### Information supplied
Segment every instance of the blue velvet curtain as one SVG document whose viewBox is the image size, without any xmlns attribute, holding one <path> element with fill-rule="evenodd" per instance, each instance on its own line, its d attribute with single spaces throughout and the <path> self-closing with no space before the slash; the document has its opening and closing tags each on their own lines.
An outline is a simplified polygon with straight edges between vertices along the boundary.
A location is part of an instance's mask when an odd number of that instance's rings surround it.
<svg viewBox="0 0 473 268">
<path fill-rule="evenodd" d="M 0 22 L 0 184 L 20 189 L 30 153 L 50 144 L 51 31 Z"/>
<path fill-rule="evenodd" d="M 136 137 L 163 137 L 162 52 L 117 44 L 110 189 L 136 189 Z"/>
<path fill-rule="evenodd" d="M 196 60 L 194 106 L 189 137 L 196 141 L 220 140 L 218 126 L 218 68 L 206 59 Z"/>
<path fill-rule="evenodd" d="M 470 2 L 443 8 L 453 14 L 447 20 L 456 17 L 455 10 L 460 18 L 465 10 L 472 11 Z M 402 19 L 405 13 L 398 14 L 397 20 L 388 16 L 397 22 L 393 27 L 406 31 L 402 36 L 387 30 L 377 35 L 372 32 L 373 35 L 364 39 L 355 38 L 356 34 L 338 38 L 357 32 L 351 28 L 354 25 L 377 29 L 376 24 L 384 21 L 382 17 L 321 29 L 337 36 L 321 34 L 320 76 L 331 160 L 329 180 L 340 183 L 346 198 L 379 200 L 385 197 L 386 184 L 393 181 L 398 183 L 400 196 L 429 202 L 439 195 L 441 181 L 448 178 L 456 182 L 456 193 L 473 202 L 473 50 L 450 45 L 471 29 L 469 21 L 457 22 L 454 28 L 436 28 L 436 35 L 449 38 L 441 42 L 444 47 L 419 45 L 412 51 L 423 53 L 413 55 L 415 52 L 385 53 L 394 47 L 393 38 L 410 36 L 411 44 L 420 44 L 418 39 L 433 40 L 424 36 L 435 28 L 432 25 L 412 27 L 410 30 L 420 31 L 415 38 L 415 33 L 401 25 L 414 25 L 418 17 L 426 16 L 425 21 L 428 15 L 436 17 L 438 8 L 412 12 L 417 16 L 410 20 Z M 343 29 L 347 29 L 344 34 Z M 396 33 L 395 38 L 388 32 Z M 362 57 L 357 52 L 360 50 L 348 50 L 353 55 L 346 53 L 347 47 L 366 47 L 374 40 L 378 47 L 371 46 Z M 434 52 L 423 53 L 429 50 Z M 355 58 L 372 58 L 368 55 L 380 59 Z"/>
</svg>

### Stated exercise
Please rewrite the items above, changing "vertices" to "corner points" and leaving everything else unchanged.

### Solution to this exercise
Segment every instance of the blue velvet curtain as one SVG document whose viewBox is the image size, without any xmlns attribute, holding one <path> element with fill-rule="evenodd" per instance, each instance on its own line, its d attribute with single spaces throughout and the <path> self-closing with no space before the slash; the document has its opening and closing tags each on their own lines.
An outline is a simplified polygon with straight edges between corner points along the boundary.
A location is part of an instance's mask when an odd number of that instance's rings surround it.
<svg viewBox="0 0 473 268">
<path fill-rule="evenodd" d="M 0 22 L 0 184 L 20 189 L 30 153 L 50 144 L 51 31 Z"/>
<path fill-rule="evenodd" d="M 136 137 L 163 137 L 162 52 L 117 44 L 110 189 L 136 189 Z"/>
<path fill-rule="evenodd" d="M 196 60 L 194 106 L 189 137 L 196 141 L 220 140 L 218 126 L 218 68 L 206 59 Z"/>
<path fill-rule="evenodd" d="M 470 2 L 443 8 L 453 14 L 447 20 L 456 17 L 455 10 L 460 18 L 465 10 L 472 11 Z M 402 19 L 405 13 L 398 14 L 397 20 L 388 16 L 397 22 L 393 27 L 406 31 L 402 36 L 387 30 L 377 35 L 372 32 L 373 35 L 364 39 L 355 38 L 356 34 L 338 38 L 357 32 L 351 28 L 354 25 L 377 29 L 376 24 L 384 21 L 382 17 L 321 29 L 337 36 L 321 34 L 320 76 L 331 160 L 329 180 L 340 183 L 346 198 L 379 200 L 385 197 L 386 184 L 393 181 L 398 183 L 400 196 L 429 202 L 439 195 L 441 181 L 448 178 L 456 182 L 456 193 L 473 202 L 473 50 L 450 45 L 471 29 L 469 21 L 457 22 L 454 28 L 436 28 L 436 35 L 449 38 L 441 42 L 444 47 L 419 45 L 412 51 L 423 53 L 413 55 L 415 52 L 385 53 L 394 47 L 393 38 L 410 36 L 411 44 L 420 44 L 418 39 L 433 40 L 424 36 L 435 28 L 432 25 L 412 27 L 410 30 L 420 31 L 415 38 L 415 33 L 401 25 L 414 25 L 418 17 L 426 16 L 425 21 L 428 15 L 436 17 L 438 8 L 412 12 L 417 16 L 410 20 Z M 343 29 L 347 29 L 344 34 Z M 396 33 L 395 38 L 388 32 Z M 362 57 L 357 52 L 360 50 L 348 50 L 353 55 L 346 53 L 347 47 L 366 47 L 374 40 L 378 47 L 371 46 Z M 434 52 L 423 53 L 429 50 Z M 355 58 L 372 58 L 368 55 L 380 59 Z"/>
</svg>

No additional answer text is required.